## Assignment 1:
Using the text on the Canary Islands pirate attack, answer each question:
(a) How many people lived on the island in 1586?
(b) Who was the captain of the pirate fleet?
(c) How many slaves did the pirates leave with?
## Assignment 2:
Decide whether each statement agrees with the text on the Canary Islands pirate attack, and quote the words that settle it:
(a) The pirates terrorized the island for about a year.
(b) Agustín de Herrera was killed during the attack.
(c) Lanzarote and Fuerteventura were easy targets partly because few people lived there.

## Reading text:
Throughout their history, the Canary Islands have been plundered time and time again, sometimes at the hands of Moors from nearby Africa, at other times the attackers were English corsairs and even Turkish pirates. Lanzarote and Fuerteventura were particularly susceptible to attack as the sparse population and low-lying mountains afforded little protection and made them easy pickings.
One of the most devastating attacks occurred in 1586, when a mere 1,500 people lived on the island. If anyone had been in the isolated and deserted area known as Los Ancones* they might have seen the three ships appear on the horizon, carrying pirates that were to threaten the lives of all the inhabitants as soon as night fell.
The captain of the fleet was Algerian pirate Morato Arráez, whose notoriety was such that he was even named by Cervantes. Several hundred men were under his command, ready to take the Lord of the island, Agustín de Herrera, by surprise and snatch a good booty of jewellery, strong men to sell as slaves, and women and girls to be abused.
For almost a month, the pirates sowed terror on the island until they left with 200 slaves. In Teguise there is a street called Blood Alley, so named because of the massacres that took place there. Agustín de Herrera actually survived, but probably got a taste of his own medicine after his years of forays to the nearby African coast hunting for slaves.
* Ancón: Small natural bay where boats can anchor.

## Source data:
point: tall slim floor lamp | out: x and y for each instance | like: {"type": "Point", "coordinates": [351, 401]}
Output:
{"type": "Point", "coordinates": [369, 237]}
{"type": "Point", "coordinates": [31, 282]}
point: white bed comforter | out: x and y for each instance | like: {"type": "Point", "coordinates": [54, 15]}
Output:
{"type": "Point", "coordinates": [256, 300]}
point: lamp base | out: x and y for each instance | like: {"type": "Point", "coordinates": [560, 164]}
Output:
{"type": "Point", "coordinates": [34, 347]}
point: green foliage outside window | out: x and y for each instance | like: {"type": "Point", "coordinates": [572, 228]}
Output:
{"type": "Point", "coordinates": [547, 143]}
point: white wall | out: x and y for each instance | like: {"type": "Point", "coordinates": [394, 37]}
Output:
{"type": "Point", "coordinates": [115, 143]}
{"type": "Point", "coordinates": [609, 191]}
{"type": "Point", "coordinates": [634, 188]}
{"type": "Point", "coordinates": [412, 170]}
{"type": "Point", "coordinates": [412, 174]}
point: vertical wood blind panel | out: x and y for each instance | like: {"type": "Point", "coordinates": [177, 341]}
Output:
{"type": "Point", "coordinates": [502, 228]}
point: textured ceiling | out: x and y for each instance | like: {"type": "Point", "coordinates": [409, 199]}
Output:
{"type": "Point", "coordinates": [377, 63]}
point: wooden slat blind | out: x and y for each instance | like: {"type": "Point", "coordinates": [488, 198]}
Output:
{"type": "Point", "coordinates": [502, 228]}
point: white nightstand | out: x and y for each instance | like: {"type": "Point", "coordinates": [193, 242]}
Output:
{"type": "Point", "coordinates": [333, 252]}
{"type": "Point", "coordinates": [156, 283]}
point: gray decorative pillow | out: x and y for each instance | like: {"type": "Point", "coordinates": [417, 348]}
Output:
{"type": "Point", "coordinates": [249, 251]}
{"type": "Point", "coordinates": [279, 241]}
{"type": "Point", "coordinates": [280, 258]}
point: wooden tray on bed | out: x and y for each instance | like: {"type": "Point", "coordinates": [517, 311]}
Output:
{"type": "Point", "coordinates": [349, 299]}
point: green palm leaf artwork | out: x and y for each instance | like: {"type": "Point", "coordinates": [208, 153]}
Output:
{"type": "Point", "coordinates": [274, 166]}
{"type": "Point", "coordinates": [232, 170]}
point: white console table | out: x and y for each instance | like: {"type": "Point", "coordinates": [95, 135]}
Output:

## Output 1:
(a) 1,500
(b) Morato Arráez
(c) 200

## Output 2:
(a) No: "For almost a month, the pirates sowed terror on the island"
(b) No: "Agustín de Herrera actually survived"
(c) Yes: "the sparse population and low-lying mountains afforded little protection and made them easy pickings"